[Stored data entries]
━━━

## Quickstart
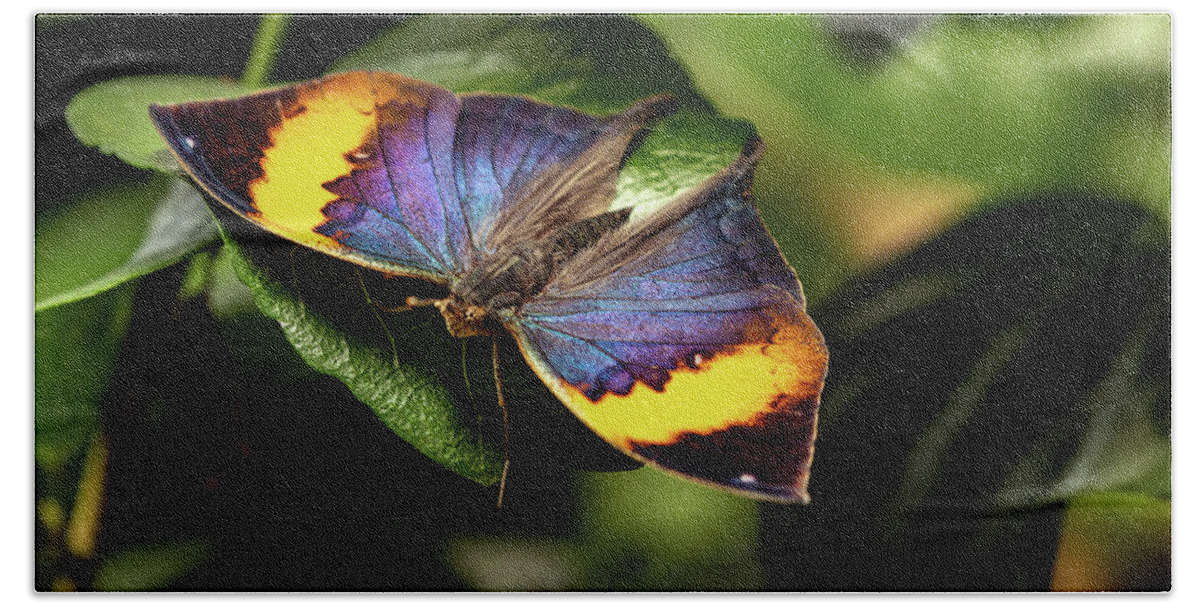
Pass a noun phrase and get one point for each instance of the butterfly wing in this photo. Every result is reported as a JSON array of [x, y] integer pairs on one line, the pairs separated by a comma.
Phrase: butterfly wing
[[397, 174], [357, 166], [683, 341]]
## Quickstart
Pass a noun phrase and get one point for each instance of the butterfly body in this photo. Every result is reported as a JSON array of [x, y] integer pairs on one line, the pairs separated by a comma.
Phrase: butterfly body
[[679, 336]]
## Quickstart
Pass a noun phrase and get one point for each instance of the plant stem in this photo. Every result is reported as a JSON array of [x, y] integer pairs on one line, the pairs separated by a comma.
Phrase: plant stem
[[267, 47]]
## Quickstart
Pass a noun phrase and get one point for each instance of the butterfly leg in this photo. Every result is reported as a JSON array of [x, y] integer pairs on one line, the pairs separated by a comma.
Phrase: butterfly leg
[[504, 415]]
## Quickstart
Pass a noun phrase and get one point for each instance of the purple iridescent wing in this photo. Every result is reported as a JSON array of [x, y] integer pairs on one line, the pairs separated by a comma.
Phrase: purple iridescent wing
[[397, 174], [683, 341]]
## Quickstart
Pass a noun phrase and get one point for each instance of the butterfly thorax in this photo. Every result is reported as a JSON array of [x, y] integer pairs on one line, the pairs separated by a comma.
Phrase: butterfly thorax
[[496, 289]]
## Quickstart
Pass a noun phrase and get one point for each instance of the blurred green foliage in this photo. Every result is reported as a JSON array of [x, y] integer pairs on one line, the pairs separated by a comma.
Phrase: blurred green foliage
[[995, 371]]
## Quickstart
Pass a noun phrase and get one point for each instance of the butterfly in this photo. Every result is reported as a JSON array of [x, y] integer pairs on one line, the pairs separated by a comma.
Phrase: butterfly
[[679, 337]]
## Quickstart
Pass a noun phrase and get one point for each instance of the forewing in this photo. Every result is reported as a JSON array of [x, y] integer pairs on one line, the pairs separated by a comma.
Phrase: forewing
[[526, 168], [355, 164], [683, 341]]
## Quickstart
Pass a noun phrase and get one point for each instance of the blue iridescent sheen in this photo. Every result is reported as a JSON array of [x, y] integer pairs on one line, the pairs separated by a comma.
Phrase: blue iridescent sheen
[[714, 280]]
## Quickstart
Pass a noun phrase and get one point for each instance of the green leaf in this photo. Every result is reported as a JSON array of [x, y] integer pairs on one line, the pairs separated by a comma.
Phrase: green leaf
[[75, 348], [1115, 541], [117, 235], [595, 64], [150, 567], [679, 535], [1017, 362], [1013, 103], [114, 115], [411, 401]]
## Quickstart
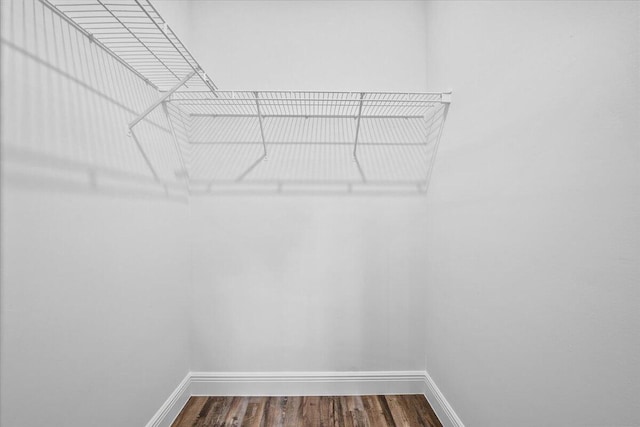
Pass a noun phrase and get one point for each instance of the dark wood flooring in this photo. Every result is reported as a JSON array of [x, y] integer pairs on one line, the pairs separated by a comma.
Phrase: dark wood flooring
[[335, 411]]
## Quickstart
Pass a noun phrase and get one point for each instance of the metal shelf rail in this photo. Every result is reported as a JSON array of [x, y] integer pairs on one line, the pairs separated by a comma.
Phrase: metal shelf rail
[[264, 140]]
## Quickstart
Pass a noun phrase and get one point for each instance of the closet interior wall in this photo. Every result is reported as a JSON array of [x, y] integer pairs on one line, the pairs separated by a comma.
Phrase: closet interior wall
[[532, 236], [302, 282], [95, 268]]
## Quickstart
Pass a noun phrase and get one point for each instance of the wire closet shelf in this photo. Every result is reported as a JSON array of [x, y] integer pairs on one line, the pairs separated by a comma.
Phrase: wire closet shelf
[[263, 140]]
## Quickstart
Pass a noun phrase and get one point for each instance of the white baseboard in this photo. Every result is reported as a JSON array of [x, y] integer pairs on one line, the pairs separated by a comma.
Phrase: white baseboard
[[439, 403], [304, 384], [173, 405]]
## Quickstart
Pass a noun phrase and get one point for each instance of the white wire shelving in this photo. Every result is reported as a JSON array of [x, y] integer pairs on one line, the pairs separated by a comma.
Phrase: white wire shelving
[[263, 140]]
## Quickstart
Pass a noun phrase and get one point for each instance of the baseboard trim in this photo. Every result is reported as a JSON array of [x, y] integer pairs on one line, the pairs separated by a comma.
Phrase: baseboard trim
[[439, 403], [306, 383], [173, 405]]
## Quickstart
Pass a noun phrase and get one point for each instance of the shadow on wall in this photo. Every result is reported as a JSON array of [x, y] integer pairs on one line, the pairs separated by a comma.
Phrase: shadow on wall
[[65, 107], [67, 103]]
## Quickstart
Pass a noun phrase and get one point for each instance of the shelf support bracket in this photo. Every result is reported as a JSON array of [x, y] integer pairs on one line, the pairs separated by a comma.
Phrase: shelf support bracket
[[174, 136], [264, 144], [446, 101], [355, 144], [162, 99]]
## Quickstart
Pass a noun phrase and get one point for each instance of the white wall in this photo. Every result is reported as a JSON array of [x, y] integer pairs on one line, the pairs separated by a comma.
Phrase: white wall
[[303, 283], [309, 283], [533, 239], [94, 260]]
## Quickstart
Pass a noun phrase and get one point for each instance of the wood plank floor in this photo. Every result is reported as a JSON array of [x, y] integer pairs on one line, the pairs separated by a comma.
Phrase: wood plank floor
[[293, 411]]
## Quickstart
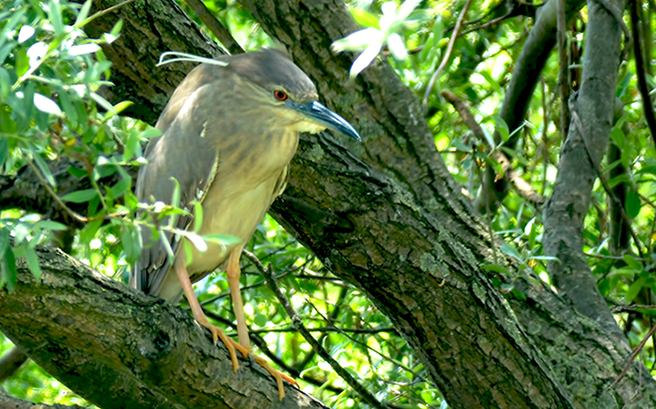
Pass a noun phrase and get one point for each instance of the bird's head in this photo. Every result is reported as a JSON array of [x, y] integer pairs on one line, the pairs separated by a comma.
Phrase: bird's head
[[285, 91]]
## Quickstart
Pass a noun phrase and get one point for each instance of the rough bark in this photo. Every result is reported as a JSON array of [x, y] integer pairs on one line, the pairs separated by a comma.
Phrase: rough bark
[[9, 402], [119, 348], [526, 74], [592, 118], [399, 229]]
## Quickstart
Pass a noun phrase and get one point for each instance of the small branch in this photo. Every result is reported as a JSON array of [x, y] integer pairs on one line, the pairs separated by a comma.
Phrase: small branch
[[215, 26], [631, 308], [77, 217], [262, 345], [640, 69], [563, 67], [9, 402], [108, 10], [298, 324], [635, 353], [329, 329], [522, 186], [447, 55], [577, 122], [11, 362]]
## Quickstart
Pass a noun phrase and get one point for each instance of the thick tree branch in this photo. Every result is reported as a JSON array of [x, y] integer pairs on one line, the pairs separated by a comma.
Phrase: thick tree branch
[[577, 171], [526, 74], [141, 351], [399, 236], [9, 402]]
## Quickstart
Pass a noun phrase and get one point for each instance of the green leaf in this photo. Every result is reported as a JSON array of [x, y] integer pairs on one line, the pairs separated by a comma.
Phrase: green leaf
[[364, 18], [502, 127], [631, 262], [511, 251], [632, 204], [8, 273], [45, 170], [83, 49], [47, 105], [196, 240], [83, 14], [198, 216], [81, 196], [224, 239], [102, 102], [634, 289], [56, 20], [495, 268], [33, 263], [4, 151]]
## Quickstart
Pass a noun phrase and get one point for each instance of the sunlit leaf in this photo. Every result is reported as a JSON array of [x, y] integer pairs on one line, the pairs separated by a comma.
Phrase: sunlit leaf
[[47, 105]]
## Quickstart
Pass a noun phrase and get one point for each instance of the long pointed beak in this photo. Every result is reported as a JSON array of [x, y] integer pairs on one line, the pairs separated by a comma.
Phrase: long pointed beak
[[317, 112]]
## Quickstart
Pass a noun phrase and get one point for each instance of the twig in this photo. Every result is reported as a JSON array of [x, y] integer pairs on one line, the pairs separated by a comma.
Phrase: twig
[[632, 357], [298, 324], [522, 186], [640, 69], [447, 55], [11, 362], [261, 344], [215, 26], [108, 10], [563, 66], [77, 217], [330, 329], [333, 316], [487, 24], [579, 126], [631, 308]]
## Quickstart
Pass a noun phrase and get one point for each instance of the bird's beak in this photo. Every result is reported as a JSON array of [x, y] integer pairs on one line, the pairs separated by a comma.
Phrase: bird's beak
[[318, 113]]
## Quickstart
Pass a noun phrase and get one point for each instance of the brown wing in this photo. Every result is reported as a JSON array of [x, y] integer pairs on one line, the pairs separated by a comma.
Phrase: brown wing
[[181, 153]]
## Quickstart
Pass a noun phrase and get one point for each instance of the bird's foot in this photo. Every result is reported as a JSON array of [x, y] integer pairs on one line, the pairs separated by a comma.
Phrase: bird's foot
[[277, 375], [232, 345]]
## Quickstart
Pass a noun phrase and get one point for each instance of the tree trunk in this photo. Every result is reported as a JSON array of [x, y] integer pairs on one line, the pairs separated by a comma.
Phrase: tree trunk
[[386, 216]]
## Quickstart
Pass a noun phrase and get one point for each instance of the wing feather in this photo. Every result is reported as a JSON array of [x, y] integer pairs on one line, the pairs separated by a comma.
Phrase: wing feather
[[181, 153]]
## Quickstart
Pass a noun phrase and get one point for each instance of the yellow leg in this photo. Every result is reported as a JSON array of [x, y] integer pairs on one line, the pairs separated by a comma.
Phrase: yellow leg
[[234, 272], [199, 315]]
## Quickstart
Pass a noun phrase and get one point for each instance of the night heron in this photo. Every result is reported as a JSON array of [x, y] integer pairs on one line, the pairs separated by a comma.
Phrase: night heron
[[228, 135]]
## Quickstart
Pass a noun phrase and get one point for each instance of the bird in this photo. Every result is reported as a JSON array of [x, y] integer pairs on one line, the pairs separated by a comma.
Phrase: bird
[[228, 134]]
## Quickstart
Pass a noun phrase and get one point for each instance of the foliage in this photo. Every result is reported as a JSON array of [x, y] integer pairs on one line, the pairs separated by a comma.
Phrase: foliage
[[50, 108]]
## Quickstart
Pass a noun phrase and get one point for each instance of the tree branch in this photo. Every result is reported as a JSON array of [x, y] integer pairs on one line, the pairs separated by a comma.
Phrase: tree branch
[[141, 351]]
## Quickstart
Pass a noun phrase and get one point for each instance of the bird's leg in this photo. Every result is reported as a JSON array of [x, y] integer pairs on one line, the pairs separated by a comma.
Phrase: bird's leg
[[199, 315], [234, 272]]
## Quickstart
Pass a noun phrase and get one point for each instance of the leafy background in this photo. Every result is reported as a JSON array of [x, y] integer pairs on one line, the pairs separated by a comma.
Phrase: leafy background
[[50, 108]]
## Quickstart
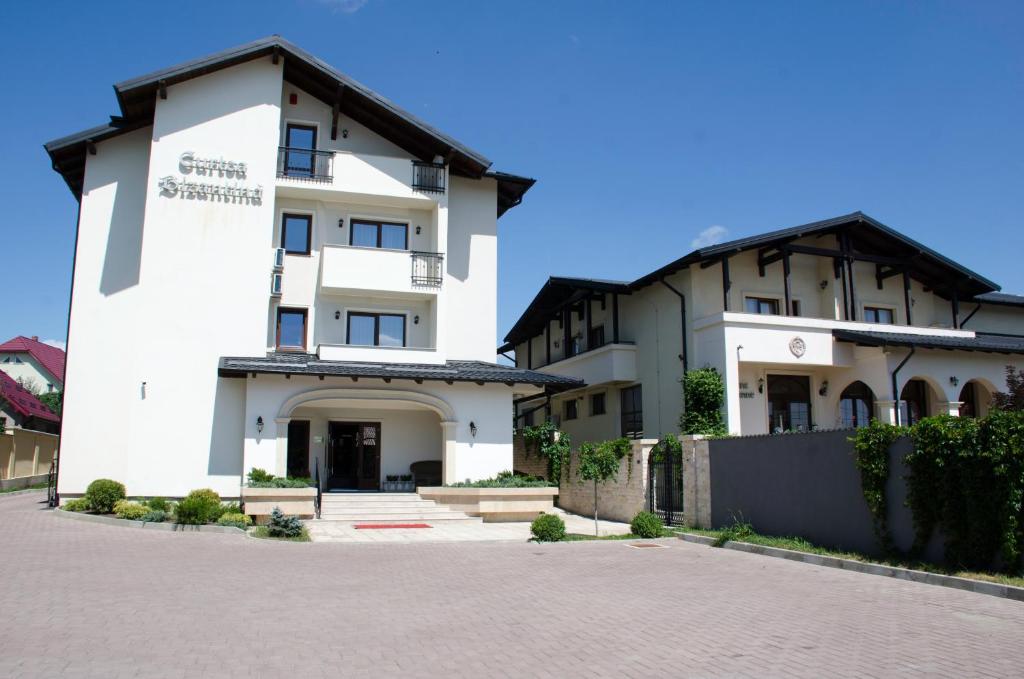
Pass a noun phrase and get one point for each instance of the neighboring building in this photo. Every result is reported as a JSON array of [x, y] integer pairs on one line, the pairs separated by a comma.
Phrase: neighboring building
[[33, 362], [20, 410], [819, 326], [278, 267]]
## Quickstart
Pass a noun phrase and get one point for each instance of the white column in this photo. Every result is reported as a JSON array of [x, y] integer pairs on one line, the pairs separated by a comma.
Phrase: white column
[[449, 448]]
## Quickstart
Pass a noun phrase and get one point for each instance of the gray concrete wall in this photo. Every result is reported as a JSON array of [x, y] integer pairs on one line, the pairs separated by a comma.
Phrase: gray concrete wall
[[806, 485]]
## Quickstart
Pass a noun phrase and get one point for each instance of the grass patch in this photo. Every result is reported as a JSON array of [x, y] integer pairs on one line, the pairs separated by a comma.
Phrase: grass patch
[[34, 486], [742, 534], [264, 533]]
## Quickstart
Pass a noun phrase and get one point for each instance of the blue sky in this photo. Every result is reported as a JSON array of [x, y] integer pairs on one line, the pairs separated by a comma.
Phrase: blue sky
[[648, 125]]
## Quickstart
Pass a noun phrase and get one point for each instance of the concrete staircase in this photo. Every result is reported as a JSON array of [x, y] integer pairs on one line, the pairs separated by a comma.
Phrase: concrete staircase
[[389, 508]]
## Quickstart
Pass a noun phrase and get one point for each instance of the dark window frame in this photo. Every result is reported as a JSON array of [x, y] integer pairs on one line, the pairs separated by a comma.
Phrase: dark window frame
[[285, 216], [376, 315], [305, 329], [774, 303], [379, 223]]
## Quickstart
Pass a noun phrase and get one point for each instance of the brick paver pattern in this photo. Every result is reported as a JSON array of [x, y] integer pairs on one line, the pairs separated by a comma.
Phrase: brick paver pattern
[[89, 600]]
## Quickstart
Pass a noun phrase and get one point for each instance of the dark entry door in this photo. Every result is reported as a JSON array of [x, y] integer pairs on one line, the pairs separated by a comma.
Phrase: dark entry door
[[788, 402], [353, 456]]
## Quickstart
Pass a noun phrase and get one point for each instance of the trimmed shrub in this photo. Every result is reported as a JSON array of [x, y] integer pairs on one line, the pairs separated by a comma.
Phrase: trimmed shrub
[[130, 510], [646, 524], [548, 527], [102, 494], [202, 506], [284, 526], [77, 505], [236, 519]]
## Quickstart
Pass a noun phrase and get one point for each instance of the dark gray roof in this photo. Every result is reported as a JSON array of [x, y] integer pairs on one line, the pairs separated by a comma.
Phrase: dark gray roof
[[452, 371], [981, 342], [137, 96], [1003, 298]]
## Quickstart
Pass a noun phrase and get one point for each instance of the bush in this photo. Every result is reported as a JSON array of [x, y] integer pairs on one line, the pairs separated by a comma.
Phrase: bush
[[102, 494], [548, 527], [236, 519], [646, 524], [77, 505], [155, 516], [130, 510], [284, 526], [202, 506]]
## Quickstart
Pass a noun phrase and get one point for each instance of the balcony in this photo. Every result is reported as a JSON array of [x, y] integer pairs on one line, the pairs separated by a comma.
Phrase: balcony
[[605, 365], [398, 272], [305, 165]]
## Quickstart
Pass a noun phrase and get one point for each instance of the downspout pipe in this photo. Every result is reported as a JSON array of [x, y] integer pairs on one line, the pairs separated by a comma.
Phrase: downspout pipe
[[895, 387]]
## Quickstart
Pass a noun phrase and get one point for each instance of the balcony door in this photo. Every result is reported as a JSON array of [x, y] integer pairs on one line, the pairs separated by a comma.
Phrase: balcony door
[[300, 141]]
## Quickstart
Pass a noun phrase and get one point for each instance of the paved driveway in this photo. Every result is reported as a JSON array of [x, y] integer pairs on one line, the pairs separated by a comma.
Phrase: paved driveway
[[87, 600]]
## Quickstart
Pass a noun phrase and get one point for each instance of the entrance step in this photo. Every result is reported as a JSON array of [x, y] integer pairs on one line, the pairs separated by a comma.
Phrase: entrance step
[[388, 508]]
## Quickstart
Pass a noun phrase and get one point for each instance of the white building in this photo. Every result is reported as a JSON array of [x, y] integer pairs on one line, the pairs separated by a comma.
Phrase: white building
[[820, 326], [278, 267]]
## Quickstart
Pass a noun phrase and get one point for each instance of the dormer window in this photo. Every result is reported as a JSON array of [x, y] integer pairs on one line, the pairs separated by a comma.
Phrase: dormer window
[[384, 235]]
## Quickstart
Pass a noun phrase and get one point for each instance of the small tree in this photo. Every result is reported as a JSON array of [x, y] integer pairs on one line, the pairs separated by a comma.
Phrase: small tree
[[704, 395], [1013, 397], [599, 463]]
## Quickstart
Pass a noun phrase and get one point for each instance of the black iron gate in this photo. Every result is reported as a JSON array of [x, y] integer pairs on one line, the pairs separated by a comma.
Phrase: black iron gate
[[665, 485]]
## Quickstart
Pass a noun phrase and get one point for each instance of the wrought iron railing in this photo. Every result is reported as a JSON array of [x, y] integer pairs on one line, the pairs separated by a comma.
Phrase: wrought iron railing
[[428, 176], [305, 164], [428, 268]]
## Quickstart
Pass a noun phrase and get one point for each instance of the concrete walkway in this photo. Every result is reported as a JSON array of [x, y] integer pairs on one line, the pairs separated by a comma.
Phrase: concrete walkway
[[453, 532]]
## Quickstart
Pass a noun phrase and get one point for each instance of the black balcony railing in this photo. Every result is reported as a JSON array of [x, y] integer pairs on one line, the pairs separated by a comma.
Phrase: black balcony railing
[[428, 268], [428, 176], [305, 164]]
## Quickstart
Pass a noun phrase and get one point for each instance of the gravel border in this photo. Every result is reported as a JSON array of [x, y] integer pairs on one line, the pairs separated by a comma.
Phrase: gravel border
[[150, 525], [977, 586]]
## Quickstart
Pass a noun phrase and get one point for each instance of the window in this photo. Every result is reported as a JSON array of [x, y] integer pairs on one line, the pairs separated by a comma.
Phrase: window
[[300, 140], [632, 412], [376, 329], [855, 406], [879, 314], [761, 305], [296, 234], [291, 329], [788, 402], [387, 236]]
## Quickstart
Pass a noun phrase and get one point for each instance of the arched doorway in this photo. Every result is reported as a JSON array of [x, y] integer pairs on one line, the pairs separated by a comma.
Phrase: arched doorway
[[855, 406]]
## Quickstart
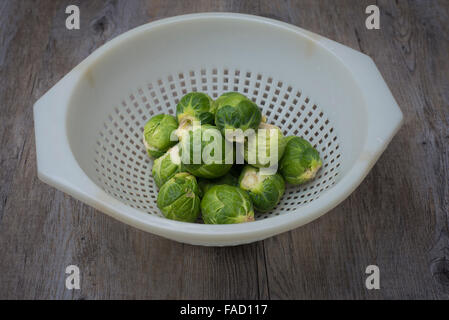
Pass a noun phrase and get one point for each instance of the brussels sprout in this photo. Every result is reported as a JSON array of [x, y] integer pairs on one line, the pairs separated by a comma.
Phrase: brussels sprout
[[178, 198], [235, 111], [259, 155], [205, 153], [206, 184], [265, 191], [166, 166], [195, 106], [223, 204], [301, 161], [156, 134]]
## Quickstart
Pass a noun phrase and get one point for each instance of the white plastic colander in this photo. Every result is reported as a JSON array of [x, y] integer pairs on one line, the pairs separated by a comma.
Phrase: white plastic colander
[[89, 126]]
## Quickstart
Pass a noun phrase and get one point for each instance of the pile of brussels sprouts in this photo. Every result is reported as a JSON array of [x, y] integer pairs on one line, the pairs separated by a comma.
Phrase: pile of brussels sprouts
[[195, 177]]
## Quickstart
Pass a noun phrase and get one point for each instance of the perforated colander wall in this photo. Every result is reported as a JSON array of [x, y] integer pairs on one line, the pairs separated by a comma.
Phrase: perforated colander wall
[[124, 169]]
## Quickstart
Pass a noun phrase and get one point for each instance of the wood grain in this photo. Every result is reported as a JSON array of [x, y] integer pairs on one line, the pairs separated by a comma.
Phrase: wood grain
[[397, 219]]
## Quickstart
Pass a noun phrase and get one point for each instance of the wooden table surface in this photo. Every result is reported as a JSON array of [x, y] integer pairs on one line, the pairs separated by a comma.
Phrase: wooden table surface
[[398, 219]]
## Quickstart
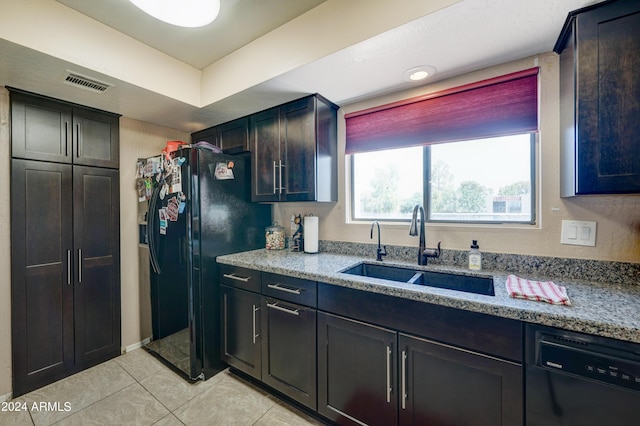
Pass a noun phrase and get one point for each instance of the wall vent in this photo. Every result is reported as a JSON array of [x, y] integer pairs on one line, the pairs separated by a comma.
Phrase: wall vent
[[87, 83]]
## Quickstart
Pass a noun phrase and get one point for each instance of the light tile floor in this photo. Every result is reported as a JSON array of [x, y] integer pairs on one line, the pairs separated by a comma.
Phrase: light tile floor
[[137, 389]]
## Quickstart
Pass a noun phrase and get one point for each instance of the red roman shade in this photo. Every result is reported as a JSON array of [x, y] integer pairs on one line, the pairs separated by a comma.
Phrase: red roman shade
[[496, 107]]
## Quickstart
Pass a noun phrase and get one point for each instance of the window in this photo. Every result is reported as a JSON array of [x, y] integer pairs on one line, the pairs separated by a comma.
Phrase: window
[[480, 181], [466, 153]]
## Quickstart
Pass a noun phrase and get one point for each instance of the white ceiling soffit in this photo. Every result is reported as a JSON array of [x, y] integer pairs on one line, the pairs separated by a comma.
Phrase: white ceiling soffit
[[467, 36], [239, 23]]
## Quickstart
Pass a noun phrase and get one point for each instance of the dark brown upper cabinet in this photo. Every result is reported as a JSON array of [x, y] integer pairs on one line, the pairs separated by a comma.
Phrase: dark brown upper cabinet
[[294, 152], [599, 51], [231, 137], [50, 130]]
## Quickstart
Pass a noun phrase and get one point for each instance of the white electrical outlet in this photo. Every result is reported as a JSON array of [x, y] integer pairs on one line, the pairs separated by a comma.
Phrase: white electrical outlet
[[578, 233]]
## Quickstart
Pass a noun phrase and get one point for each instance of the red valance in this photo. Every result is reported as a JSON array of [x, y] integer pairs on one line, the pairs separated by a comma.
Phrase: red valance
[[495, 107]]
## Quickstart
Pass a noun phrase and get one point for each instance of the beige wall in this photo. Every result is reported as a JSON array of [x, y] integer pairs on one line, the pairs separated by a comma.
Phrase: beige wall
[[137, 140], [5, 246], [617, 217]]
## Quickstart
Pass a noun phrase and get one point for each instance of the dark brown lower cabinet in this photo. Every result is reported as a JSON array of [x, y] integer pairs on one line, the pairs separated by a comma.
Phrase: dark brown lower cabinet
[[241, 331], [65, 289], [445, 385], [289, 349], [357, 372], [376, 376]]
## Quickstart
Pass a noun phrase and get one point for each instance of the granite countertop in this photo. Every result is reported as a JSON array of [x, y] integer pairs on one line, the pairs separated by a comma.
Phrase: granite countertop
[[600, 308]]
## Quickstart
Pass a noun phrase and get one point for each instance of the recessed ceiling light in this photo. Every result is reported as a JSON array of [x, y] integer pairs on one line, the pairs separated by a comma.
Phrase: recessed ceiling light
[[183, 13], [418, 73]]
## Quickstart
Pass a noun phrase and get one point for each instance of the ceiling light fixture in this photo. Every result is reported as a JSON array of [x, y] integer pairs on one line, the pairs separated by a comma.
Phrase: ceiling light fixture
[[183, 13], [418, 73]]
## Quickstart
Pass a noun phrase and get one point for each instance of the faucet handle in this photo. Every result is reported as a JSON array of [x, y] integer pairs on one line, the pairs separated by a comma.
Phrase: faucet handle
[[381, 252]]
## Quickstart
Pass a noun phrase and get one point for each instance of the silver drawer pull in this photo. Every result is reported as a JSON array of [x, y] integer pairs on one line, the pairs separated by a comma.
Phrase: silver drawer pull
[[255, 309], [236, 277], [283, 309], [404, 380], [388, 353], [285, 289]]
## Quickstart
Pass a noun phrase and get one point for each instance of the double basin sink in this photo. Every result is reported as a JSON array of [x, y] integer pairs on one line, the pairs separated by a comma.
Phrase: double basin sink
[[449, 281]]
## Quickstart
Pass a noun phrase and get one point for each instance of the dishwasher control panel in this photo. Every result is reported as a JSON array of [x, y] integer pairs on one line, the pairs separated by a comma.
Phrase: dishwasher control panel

━━━

> [Task to complete] Find each line above that contains "panel", and copy those lines.

> [Answer space]
Pass a noun phrase and get one point for each instance of the dishwasher control panel in this photo. Every result is reported as a JSON array of [x, y] integer pairs on one line, the pairs separated by a comma.
Phrase: dishwasher control panel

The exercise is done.